PROVIDED ENTRIES:

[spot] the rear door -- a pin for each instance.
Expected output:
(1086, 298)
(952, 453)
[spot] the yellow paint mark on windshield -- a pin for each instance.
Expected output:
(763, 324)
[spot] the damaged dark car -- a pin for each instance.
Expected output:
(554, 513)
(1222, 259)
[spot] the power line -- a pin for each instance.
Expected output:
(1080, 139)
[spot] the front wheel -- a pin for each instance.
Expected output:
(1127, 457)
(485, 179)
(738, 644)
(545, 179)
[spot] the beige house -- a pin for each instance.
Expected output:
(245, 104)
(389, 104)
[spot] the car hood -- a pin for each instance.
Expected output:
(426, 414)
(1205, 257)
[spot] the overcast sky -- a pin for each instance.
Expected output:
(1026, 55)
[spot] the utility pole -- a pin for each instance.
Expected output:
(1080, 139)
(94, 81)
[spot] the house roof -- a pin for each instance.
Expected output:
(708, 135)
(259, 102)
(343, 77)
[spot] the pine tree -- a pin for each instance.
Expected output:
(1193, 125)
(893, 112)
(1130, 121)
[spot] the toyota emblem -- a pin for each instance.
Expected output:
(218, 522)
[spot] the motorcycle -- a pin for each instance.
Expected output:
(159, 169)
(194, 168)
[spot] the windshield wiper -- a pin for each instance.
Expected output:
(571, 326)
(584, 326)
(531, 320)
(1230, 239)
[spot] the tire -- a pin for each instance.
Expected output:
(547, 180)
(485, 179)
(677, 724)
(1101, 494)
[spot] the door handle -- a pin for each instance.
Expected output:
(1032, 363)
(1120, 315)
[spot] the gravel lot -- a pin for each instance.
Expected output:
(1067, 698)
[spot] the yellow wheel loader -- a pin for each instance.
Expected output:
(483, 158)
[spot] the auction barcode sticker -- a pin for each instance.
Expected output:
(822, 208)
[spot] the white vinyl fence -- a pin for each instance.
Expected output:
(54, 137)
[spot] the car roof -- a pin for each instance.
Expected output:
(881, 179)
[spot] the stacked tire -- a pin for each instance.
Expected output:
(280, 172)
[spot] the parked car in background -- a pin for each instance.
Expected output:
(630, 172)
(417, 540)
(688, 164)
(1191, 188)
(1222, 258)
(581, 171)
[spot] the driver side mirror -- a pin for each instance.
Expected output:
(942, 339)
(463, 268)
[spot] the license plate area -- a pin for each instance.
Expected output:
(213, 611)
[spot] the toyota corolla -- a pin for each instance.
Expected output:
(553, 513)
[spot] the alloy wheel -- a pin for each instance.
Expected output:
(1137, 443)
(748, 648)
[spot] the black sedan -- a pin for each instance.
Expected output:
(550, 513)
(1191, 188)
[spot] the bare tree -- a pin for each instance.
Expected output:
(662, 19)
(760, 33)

...

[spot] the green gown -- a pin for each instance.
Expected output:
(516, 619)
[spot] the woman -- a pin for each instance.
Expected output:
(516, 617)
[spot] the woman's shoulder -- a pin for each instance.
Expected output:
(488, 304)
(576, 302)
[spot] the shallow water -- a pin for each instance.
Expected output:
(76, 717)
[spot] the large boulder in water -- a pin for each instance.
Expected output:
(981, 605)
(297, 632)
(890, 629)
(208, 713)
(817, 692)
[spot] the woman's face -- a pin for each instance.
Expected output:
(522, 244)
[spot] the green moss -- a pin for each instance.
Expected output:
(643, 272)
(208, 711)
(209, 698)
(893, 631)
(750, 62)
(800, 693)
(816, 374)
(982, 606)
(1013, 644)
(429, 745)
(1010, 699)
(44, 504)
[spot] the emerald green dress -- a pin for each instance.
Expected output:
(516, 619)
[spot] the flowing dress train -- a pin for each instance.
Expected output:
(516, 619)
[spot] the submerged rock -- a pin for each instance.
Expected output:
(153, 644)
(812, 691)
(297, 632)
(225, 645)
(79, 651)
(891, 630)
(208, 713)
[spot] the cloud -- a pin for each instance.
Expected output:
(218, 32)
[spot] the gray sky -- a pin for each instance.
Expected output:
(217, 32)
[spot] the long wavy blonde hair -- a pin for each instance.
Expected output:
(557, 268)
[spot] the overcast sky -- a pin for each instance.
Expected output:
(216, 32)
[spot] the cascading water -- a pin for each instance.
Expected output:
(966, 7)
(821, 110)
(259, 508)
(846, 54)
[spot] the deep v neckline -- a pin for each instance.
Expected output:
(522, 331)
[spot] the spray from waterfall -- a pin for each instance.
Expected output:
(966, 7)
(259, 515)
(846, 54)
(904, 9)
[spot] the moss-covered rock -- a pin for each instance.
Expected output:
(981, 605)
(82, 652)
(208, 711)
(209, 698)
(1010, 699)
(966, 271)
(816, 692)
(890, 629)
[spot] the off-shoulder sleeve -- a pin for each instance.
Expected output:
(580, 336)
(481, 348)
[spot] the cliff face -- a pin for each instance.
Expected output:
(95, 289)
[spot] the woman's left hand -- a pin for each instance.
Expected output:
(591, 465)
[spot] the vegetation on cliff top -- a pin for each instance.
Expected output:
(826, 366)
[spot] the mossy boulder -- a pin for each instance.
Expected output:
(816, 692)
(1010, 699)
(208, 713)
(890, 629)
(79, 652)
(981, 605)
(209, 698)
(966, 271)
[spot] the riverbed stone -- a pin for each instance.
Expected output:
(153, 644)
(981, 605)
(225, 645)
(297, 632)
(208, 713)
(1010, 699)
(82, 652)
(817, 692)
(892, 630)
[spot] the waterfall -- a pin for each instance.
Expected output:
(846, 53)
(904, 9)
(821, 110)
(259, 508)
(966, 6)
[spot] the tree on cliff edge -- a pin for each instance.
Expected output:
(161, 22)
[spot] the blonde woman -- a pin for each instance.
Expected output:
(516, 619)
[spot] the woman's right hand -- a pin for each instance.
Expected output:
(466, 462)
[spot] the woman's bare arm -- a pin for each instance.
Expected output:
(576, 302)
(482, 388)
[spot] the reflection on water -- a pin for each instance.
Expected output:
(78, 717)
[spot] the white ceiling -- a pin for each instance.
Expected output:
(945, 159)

WORK INSTRUCTIONS: Revise the data from the line with "[spot] the motorcycle" up to and including the line with "(1101, 494)", replacing "windshield wiper" with "wiper blade" and keeping everything else the same. Return only those lines.

TASK ANSWER:
[spot] the motorcycle -- a pin for each instance.
Expected output:
(159, 169)
(194, 168)
[spot] the wiper blade -- a pin for each instance.
Expected output:
(571, 326)
(584, 326)
(531, 320)
(1230, 239)
[spot] the tire -- a pin for each instance.
Expected output:
(547, 180)
(485, 179)
(677, 724)
(1101, 494)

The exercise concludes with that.